PROBLEM 1:
Please transcribe the part of the forum post on thermal-acoustic engines that opens with the words containing "After building that" and closes with "descriptions of construction.".

READING TEXT:
^^^^

# Laminar Flow or Thermal-Acoustic Engines



## Oldmechthings (Jan 14, 2008)

After building that one cylinder hot air engine, (my first post) and failing to get it to run, I was skeptical about one cylinder engines. I thought they might be a hoax. Then about a year ago I got another book on hot air engines written by Roy Darlington in England. Roy had a short chapter with a few pictures, only he called them Thermal-Acoustic engines. Then I got on the web and located a few more which even included some video clips of them running. That aroused my interest again so I proceeded to build one. I did not locate a plan, but there were pictures and good descriptions of construction.

^^^^

Pointing dataset extracts:
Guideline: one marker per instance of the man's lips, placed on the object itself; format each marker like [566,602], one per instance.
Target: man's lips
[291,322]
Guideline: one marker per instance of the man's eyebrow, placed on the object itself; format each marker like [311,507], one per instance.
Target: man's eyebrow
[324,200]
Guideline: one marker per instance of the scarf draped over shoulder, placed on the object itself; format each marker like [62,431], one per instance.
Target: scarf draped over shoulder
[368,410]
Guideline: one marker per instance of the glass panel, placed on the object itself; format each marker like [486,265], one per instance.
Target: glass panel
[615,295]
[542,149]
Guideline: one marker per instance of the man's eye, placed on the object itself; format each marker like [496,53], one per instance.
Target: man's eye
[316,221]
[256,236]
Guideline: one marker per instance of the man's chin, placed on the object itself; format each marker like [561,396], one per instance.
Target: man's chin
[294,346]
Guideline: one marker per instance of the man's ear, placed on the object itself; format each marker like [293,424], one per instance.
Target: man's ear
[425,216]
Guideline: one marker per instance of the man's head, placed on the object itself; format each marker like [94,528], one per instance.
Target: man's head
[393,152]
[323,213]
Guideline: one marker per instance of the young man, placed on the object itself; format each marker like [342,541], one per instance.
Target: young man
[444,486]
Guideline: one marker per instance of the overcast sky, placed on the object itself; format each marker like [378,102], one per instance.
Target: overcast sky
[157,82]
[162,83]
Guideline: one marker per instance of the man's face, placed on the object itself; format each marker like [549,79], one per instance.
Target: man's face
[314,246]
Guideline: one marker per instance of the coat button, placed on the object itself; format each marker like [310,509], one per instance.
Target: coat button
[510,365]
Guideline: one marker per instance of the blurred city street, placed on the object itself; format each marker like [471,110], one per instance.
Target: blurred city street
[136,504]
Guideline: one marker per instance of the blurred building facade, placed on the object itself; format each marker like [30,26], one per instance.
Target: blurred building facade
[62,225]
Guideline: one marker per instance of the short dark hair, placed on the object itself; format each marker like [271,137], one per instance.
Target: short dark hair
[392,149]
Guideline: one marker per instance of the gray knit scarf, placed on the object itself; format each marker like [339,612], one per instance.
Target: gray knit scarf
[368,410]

^^^^

PROBLEM 2:
Update the records from the line containing "Guideline: one marker per instance of the gray" through the end of the records, swapping "gray" for "charcoal" and leaving everything else unchanged. Return only those lines.

FINAL RESULT 1:
After building that one cylinder hot air engine, (my first post) and failing to get it to run, I was skeptical about one cylinder engines. I thought they might be a hoax. Then about a year ago I got another book on hot air engines written by Roy Darlington in England. Roy had a short chapter with a few pictures, only he called them Thermal-Acoustic engines. Then I got on the web and located a few more which even included some video clips of them running. That aroused my interest again so I proceeded to build one. I did not locate a plan, but there were pictures and good descriptions of construction.

FINAL RESULT 2:
Guideline: one marker per instance of the charcoal knit scarf, placed on the object itself; format each marker like [339,612], one per instance.
Target: charcoal knit scarf
[368,410]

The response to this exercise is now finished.